WHAT THE EXERCISE ASKS:
Print the material below word for word, from the first line to the last, with no changes.

RECORDS SHOWN:
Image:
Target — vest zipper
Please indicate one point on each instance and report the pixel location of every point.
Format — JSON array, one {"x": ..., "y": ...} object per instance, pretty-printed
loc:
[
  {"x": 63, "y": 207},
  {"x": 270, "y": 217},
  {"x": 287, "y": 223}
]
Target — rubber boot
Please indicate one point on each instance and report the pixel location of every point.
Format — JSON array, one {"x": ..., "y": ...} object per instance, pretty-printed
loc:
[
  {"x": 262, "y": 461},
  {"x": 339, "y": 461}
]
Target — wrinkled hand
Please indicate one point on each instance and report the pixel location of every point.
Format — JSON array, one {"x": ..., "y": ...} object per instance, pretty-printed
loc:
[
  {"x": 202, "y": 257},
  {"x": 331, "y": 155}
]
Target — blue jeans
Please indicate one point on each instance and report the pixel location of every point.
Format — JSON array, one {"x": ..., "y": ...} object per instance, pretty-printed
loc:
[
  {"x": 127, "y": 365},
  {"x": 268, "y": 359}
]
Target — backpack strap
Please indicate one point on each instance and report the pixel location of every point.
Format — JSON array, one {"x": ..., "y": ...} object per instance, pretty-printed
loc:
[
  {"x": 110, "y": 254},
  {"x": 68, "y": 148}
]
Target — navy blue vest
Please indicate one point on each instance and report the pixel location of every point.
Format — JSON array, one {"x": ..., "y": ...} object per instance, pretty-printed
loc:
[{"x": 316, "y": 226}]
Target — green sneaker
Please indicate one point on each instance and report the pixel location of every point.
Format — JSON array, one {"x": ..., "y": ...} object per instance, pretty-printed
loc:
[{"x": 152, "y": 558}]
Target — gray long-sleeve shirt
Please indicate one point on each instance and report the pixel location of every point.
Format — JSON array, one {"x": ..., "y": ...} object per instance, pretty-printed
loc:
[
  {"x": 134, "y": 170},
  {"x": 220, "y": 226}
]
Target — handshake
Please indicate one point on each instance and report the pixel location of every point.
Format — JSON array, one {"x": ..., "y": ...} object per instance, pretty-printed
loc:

SOLUTION BELOW:
Image:
Target — vest zipper
Please indicate one point on each instance and report the pixel location of every point.
Format — JSON array, one {"x": ..., "y": ...} object per instance, pretty-printed
loc:
[
  {"x": 63, "y": 207},
  {"x": 270, "y": 217},
  {"x": 287, "y": 223}
]
Target — rubber boot
Please indicate one point on each instance and report the pixel location of every point.
Format — JSON array, one {"x": ..., "y": ...} object per instance, pretty-printed
loc:
[
  {"x": 262, "y": 461},
  {"x": 339, "y": 461}
]
Target — wrinkled hand
Please indicate one point on each instance and report the pixel location of every point.
Format — JSON array, one {"x": ..., "y": ...} object per instance, pretty-printed
loc:
[
  {"x": 202, "y": 257},
  {"x": 331, "y": 155}
]
Target — blue jeans
Please indicate one point on each instance and report the pixel location of every point.
Format — JSON array, one {"x": ..., "y": ...} object per instance, pretty-printed
loc:
[
  {"x": 127, "y": 365},
  {"x": 268, "y": 359}
]
Target — backpack strap
Please indicate one point on each instance and report the pixel location of every point.
Format — JSON array, one {"x": ..., "y": ...} object per instance, pretty-printed
loc:
[
  {"x": 110, "y": 254},
  {"x": 68, "y": 148}
]
Target — navy blue vest
Please indicate one point on each instance and report the pixel location of every point.
Format — JSON array, one {"x": ..., "y": ...} object per instance, pretty-printed
loc:
[{"x": 316, "y": 226}]
Target — green sneaker
Please indicate one point on each instance and report the pixel location of every point.
Format — JSON array, one {"x": ..., "y": ...} object per instance, pretty-printed
loc:
[{"x": 152, "y": 558}]
Target — gray long-sleeve shirt
Please indicate one point on each instance and report the pixel location of every point.
Format — JSON array, one {"x": ..., "y": ...} object per instance, pretty-printed
loc:
[
  {"x": 134, "y": 170},
  {"x": 220, "y": 226}
]
Target — handshake
Please indicate one point on each instance and report the pixel location of every point.
Format — JSON array, one {"x": ..., "y": ...} object per instance, pretty-printed
loc:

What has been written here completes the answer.